* _Exercise_
Return the exact lines spanning from the line with "[pin] distant light" through the last line of the entries, boundaries included, and no others.

* _Stored data_
-*-
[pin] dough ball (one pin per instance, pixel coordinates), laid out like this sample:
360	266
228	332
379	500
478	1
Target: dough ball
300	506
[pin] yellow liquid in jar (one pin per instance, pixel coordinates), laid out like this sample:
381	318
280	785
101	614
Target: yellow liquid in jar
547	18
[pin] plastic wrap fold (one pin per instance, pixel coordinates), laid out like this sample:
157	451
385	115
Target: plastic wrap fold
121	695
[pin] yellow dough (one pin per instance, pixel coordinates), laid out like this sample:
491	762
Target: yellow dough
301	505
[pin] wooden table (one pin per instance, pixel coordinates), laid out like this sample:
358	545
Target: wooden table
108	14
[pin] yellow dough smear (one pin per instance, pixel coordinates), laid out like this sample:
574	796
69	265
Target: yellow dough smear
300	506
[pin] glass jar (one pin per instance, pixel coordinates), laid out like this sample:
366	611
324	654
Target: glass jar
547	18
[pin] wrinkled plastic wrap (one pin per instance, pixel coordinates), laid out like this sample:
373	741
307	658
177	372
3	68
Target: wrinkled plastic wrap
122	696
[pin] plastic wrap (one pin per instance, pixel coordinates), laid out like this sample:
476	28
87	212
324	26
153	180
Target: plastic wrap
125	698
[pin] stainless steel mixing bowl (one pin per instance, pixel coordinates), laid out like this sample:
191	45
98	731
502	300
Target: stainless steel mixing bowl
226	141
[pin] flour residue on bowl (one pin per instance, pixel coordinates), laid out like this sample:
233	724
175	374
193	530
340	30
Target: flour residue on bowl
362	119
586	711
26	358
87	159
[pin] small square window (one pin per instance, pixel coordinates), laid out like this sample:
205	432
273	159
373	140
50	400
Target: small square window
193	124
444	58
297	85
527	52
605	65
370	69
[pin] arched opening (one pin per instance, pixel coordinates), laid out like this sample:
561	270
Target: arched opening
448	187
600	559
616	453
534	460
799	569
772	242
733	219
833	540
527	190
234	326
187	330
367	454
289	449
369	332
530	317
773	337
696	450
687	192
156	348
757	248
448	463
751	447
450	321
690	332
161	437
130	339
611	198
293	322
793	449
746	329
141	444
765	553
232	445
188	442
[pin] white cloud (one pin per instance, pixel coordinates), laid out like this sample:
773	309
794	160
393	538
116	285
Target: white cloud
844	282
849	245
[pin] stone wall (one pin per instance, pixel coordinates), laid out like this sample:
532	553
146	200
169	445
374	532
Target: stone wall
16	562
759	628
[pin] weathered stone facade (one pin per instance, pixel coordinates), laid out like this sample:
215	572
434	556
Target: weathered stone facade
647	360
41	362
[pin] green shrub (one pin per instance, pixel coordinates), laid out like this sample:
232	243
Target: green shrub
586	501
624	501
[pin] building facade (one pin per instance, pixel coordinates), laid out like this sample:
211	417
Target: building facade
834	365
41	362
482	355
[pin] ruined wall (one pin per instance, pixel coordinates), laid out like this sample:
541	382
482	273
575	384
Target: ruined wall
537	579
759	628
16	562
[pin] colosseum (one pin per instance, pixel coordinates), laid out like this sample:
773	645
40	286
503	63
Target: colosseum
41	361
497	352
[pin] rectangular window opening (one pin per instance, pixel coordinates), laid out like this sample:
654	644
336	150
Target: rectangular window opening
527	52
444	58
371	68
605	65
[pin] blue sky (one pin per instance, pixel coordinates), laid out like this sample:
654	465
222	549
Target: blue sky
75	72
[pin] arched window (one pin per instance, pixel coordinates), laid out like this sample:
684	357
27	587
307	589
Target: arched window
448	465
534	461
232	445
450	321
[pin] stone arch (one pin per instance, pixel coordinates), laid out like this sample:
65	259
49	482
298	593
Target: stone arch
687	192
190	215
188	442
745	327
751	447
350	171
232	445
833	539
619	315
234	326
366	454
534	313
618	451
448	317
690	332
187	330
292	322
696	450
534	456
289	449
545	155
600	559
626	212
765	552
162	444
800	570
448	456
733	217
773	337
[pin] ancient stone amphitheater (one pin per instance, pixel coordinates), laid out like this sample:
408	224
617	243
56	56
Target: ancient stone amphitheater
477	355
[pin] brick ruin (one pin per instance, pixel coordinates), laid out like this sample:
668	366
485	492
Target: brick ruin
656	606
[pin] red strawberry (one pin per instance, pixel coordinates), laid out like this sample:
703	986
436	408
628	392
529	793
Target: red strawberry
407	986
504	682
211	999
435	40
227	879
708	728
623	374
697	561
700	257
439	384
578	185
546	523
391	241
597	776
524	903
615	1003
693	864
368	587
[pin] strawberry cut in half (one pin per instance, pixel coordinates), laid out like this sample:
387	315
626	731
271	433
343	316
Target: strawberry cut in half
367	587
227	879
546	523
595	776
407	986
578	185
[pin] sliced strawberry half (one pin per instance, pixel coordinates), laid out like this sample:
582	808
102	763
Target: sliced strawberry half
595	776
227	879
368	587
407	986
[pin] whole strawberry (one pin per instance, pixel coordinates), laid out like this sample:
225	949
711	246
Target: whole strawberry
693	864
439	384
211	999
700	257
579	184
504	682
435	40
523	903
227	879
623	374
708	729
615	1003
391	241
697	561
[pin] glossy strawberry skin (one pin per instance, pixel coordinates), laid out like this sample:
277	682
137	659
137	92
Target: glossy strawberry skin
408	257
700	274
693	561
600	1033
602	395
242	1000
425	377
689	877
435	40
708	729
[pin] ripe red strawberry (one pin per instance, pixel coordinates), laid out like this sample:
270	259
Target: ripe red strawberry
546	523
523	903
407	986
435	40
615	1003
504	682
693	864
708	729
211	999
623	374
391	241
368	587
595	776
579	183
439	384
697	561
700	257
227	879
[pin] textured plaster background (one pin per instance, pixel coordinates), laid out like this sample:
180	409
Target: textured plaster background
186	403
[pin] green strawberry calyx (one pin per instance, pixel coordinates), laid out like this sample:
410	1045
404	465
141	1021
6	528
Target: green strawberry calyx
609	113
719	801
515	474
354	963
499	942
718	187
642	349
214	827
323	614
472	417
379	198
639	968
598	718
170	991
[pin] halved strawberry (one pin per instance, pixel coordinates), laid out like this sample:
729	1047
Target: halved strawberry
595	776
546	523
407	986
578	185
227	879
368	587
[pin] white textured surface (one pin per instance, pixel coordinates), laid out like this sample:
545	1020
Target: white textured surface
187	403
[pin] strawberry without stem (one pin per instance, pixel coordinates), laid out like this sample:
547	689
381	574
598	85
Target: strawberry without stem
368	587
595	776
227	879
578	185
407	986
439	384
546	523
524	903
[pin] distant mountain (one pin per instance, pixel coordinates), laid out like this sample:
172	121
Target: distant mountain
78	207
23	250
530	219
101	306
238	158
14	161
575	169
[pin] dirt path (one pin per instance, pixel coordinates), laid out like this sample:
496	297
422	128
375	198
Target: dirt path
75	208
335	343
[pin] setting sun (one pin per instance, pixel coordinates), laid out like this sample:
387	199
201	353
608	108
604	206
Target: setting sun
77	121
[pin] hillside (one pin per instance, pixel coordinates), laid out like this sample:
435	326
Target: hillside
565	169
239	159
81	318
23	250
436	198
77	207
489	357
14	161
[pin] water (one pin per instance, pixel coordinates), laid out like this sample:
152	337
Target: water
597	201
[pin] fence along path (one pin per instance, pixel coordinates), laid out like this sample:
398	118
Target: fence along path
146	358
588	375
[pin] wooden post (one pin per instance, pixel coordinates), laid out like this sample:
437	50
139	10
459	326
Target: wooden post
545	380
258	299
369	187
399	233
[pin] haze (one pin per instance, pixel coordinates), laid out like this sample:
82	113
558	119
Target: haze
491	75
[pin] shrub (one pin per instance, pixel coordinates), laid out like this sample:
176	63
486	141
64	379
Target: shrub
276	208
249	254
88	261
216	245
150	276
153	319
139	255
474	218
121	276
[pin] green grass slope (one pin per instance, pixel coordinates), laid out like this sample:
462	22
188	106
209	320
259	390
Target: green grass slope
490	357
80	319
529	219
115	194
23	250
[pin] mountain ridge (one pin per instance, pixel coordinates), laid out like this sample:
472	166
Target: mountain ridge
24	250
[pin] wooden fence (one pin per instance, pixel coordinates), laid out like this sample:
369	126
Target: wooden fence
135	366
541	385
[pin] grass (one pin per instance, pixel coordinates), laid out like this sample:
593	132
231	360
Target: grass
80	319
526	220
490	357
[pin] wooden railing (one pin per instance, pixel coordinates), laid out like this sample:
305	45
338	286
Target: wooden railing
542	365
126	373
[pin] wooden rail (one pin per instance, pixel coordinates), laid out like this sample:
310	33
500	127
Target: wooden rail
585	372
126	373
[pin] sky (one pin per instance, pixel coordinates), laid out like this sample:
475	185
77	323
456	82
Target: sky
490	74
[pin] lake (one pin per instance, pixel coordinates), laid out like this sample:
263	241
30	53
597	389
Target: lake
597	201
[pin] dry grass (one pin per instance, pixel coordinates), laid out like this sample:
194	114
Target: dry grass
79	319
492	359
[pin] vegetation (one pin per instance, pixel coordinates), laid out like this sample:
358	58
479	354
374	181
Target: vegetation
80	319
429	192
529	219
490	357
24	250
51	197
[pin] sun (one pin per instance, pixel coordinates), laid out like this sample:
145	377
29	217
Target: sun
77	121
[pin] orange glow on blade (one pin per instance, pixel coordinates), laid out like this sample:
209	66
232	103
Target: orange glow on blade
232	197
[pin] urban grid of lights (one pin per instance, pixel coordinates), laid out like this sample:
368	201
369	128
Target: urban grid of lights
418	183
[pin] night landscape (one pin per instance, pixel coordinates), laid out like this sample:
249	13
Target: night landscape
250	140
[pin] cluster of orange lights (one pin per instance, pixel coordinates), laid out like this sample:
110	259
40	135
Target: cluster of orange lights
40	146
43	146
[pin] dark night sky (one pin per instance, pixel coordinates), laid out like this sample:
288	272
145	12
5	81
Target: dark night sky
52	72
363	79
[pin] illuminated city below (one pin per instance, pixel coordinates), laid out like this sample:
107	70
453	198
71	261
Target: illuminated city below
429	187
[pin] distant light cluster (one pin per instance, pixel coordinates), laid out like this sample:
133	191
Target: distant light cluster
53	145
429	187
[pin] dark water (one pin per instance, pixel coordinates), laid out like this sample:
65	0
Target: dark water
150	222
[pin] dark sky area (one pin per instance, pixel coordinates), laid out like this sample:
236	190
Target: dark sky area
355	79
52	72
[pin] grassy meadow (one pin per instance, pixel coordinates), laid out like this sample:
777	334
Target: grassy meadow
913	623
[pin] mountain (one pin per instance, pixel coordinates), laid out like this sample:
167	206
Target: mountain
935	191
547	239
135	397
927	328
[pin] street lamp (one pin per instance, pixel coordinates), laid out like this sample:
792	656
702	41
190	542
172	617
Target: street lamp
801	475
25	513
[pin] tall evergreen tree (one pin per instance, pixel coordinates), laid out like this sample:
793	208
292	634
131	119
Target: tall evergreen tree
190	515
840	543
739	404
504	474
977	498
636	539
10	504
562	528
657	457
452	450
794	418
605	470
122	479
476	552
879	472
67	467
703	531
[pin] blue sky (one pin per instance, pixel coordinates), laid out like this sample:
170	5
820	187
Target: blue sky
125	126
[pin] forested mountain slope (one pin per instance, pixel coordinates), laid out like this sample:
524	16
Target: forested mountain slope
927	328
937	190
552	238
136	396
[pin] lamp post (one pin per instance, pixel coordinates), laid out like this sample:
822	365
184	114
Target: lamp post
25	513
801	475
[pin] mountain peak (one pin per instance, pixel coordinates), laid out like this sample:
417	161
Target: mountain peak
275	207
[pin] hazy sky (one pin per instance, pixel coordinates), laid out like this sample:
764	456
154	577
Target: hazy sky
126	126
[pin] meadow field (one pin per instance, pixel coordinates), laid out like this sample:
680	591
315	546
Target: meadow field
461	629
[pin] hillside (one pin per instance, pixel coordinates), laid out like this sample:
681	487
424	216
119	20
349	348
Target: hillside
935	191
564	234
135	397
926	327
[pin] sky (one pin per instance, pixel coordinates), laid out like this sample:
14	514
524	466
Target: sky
-*-
* _Response_
[pin] distant light cluster (one pin per instance, pixel coordinates), laid out like this sample:
133	191
Target: distant light cluster
53	145
429	187
[pin] dark water (one pin per instance, pixel coordinates), laid out like this sample:
65	0
Target: dark water
150	222
[pin] dark sky area (one pin per instance, pixel coordinates), laid out like this sample:
236	190
Target: dark sky area
355	79
52	72
[pin] grassy meadow (one pin per instance, pixel coordinates), laid out like this sample:
777	334
Target: grassy meadow
913	623
[pin] mountain (one pin per instance, pixel coordinates), laid out like this sample:
167	206
Target: mountain
935	191
547	239
135	397
927	328
[pin] street lamp (one pin per instance, pixel coordinates), laid out like this sample:
792	656
702	41
190	542
172	617
Target: street lamp
801	475
25	513
[pin] tall evergreen tree (one pin per instance, pixel coordinates), laid out like this sample:
793	208
292	634
131	119
Target: tall evergreen tree
190	515
840	543
739	404
504	474
977	498
636	539
10	504
562	528
657	457
452	450
794	418
605	470
122	479
476	552
879	472
67	467
703	531
[pin] blue sky (one pin per instance, pixel coordinates), laid out like this sample:
170	5
820	187
Target: blue sky
125	126
[pin] forested mountain slope (one pin per instance, pixel coordinates), laid out like this sample:
524	16
Target: forested mountain slope
927	328
937	190
552	238
136	396
[pin] lamp post (one pin per instance, pixel coordinates), laid out like this sample:
822	365
184	114
Target: lamp post
25	513
801	475
[pin] mountain peak (one pin per instance, pixel coordinates), laid out like this sample:
417	161
Target: mountain peak
275	207
[pin] hazy sky (one pin per instance, pixel coordinates), laid out like this sample:
764	456
154	577
Target: hazy sky
126	126
[pin] meadow field (one pin per instance, pixel coordinates), laid out like this sample:
680	591
315	546
Target: meadow field
461	629
[pin] hillside (one pin per instance, pixel coordinates), laid out like this sample:
681	487
424	216
119	20
349	348
Target: hillside
935	191
564	234
135	397
926	327
[pin] sky (one pin per instance, pixel coordinates), laid out like this sample:
14	514
524	466
Target: sky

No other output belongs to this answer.